→ TASK TO COMPLETE
Copy the listing verbatim, excluding any images found in it.

┌──

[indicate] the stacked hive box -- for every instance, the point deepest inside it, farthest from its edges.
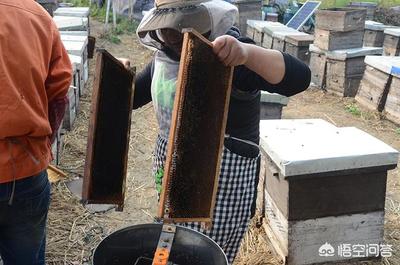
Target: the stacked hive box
(338, 65)
(271, 105)
(391, 43)
(380, 86)
(73, 24)
(248, 9)
(298, 46)
(373, 33)
(322, 197)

└──

→ ANSWER TO THIS PROBLEM
[indicate] the stacked hive box -- for every instance, the point deepest inside it, farthest from its edges.
Target: the stacked hive box
(338, 65)
(271, 105)
(391, 43)
(380, 86)
(73, 24)
(248, 9)
(298, 46)
(373, 33)
(322, 197)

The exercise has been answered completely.